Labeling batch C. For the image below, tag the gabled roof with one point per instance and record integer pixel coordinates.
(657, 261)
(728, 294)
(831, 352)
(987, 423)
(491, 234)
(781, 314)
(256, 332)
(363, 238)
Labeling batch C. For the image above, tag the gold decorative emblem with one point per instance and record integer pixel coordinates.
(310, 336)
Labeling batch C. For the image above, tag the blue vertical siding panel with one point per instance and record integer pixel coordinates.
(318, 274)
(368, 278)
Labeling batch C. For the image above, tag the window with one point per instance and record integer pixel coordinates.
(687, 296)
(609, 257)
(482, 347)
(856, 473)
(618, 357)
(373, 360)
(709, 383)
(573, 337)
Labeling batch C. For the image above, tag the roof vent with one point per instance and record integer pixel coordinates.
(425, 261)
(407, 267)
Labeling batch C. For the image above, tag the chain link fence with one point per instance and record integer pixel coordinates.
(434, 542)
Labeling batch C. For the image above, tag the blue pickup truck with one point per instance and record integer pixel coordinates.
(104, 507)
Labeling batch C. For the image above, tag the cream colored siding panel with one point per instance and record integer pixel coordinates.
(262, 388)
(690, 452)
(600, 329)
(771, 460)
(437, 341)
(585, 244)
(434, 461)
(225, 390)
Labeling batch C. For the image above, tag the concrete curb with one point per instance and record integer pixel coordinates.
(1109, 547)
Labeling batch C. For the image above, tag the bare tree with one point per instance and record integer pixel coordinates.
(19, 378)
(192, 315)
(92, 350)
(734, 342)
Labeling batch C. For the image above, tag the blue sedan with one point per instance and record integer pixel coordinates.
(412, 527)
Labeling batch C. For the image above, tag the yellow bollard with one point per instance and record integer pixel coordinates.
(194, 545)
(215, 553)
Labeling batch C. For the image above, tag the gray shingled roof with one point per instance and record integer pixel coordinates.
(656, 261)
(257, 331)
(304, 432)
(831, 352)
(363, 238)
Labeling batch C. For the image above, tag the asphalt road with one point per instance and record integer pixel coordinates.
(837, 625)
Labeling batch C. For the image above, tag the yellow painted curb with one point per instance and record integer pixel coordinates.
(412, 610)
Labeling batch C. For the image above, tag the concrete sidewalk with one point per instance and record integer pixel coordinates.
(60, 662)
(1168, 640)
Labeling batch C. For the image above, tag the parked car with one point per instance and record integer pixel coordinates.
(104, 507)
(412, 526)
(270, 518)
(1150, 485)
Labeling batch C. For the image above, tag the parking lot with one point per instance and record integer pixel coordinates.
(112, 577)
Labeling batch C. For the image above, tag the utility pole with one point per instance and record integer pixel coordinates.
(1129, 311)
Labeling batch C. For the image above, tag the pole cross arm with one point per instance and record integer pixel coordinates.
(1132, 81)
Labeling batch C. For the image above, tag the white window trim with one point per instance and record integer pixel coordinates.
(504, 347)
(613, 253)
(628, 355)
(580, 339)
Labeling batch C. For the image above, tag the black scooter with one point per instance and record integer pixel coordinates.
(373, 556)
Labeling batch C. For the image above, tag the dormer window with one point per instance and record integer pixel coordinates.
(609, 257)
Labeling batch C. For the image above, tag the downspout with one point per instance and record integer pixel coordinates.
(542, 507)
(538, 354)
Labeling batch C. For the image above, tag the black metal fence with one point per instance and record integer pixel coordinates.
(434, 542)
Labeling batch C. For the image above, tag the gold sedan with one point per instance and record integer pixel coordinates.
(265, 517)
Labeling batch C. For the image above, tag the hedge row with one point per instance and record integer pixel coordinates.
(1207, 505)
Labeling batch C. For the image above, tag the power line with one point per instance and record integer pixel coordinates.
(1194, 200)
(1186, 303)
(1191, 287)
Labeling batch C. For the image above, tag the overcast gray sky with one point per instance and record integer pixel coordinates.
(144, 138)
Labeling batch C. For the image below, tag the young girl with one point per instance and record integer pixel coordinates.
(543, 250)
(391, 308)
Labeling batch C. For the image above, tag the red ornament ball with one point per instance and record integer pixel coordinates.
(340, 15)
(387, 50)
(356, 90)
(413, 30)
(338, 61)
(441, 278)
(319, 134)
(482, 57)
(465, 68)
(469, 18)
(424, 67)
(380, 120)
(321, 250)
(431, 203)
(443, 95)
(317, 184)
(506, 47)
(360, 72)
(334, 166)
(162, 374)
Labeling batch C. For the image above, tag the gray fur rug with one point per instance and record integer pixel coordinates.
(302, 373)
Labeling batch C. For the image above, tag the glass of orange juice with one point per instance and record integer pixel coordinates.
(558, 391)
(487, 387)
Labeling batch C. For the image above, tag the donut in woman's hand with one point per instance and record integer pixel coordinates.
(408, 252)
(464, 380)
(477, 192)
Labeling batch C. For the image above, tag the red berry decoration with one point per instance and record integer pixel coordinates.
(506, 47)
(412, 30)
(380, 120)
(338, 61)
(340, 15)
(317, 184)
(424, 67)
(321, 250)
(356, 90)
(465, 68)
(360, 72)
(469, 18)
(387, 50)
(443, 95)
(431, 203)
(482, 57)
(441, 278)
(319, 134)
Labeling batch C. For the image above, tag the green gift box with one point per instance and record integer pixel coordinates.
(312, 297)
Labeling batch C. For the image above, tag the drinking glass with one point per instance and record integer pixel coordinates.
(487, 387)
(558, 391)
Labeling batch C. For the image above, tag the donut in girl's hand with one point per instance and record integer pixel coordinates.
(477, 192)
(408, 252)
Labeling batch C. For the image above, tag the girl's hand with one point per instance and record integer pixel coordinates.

REQUIREMENT –
An exact repeat of the whole listing above is needed; write it out now.

RESPONSE AREA –
Labeling batch C. For the image below, tag the gabled roof with one point per instance and record integer pixel coordinates.
(657, 261)
(728, 294)
(831, 352)
(987, 423)
(491, 234)
(781, 314)
(256, 332)
(363, 238)
Labeling batch C. For the image above, tag the gold decorative emblem with one point per instance and record integer pixel coordinates.
(310, 336)
Labeling batch C. For the image above, tag the blue vertical siding panel with one point per instance and record integer pixel coordinates.
(318, 274)
(368, 278)
Labeling batch C. For the image above, tag the window with one point per instance and record integer pixel coordinates.
(687, 296)
(609, 257)
(482, 347)
(856, 473)
(618, 357)
(373, 360)
(709, 383)
(573, 337)
Labeling batch C. For the image above, tag the roof vent with one point per instance and record integer pixel coordinates.
(425, 261)
(407, 267)
Labeling batch C. For the image above, tag the chain link fence with one point per instance and record integer pixel coordinates.
(434, 542)
Labeling batch C. For the image above, tag the blue pickup truck with one point per instance and record integer pixel coordinates.
(104, 507)
Labeling batch C. For the image above, tag the cream colored siding panel with one point per instance and record integer pixel coordinates.
(262, 388)
(690, 452)
(600, 329)
(771, 460)
(437, 341)
(585, 244)
(434, 461)
(225, 390)
Labeling batch C. For the image above, tag the concrete curb with one point per instance and record integer pixel coordinates.
(1109, 547)
Labeling batch C. For the image above, tag the bare tree with one point per instance and record integer pixel coordinates.
(19, 378)
(192, 315)
(92, 350)
(734, 342)
Labeling batch C. For the image above, tag the blue sedan with one point per instance and record integer pixel coordinates.
(412, 527)
Labeling batch C. For the image above, tag the yellow bollard with one point per instance and record integer pixel coordinates.
(194, 545)
(215, 553)
Labeling batch C. For the image above, tag the gray shingled roof with one point per instance and record integer pixel coordinates.
(656, 261)
(257, 331)
(304, 432)
(831, 352)
(363, 238)
Labeling batch C. For the image above, tag the asphalt road with one point per instance and record integer pixel coordinates.
(837, 625)
Labeling batch C. For the image above, tag the yellow painted curb with one point per instance and record integer pixel coordinates.
(412, 610)
Labeling batch C. For the image above, tag the concrete sidewalk with one point per instance and record integer pixel coordinates.
(60, 662)
(1168, 640)
Labeling batch C. For the image above, tag the parked car with one point per instance and record integer pixel coordinates.
(104, 507)
(412, 526)
(270, 518)
(1150, 485)
Labeling batch C. For the image above, tag the parking lot with one point per instance and record integer pixel coordinates.
(112, 577)
Labeling batch C. For the image above, tag the utility pole with one point per instance and record integer pixel coordinates.
(1129, 311)
Labeling batch C. For the image above, tag the pole cross arm with one point per instance and record integer pixel coordinates.
(1132, 81)
Labeling batch C. For the image above, tag the white window trim with one point per instance and record integer pixel coordinates.
(504, 347)
(613, 253)
(628, 355)
(580, 339)
Labeling batch C. For the image above, tag the black scooter with one point per instance and record integer pixel coordinates.
(373, 556)
Labeling batch C. For the image above, tag the dormer window with one point per instance and record integer pixel coordinates.
(609, 257)
Labeling batch C. For the image above, tag the downspout with one point per instance and record integer pixel coordinates.
(542, 507)
(538, 354)
Labeling batch C. For the image above, tag the black metal fence with one point per instance and record integer pixel coordinates.
(434, 542)
Labeling batch C. For the image above, tag the gold sedan with one point per instance and record integer pixel coordinates.
(265, 517)
Labeling batch C. For the image above, tag the hedge row with one point per instance and record integer pixel coordinates.
(1207, 505)
Labeling batch C. For the image above, tag the power line with one point per instance and record integer pixel coordinates.
(1194, 200)
(1186, 303)
(1191, 287)
Labeling batch C. For the image above, tag the overcast gray sky with one point per instance and record integer pixel coordinates.
(144, 138)
Labeling batch C. For the image below, tag the young girl with one point per instance and record integer pixel coordinates.
(543, 250)
(391, 308)
Labeling batch C. For the image above, tag the red ornament ball with one point per instance and record integer pixel coordinates.
(340, 15)
(387, 50)
(356, 90)
(413, 30)
(338, 61)
(441, 278)
(319, 134)
(482, 57)
(465, 68)
(469, 18)
(424, 67)
(380, 120)
(321, 250)
(431, 203)
(443, 95)
(317, 184)
(506, 47)
(360, 72)
(334, 166)
(162, 374)
Labeling batch C. For the image above, tag the gray fur rug with one point per instance and record integer pixel coordinates.
(302, 373)
Labeling batch C. For the image above, tag the glass of orange juice with one point per instance and record integer pixel coordinates.
(558, 391)
(487, 387)
Labeling batch C. For the image above, tag the donut in woman's hand with one point per instance and record integer pixel coordinates.
(408, 252)
(464, 380)
(477, 192)
Labeling batch C. For the image above, tag the red berry decoration with one point per instance and record integer pixel coordinates.
(506, 47)
(412, 30)
(380, 120)
(338, 61)
(340, 15)
(317, 184)
(424, 67)
(321, 250)
(356, 90)
(465, 68)
(360, 72)
(469, 18)
(387, 50)
(443, 95)
(431, 203)
(482, 57)
(441, 278)
(319, 134)
Labeling batch C. For the image above, tag the green gift box with one point per instance and record integer pixel coordinates.
(312, 297)
Labeling batch C. For the image above, tag the drinking glass with one point per instance and record integer pixel coordinates.
(487, 387)
(558, 391)
Labeling batch C. For the image above, tag the donut in girl's hand with one point per instance and record integer pixel coordinates.
(477, 192)
(408, 252)
Labeling batch C. For the image above, tag the girl's hand with one point per instance and record integer pixel coordinates.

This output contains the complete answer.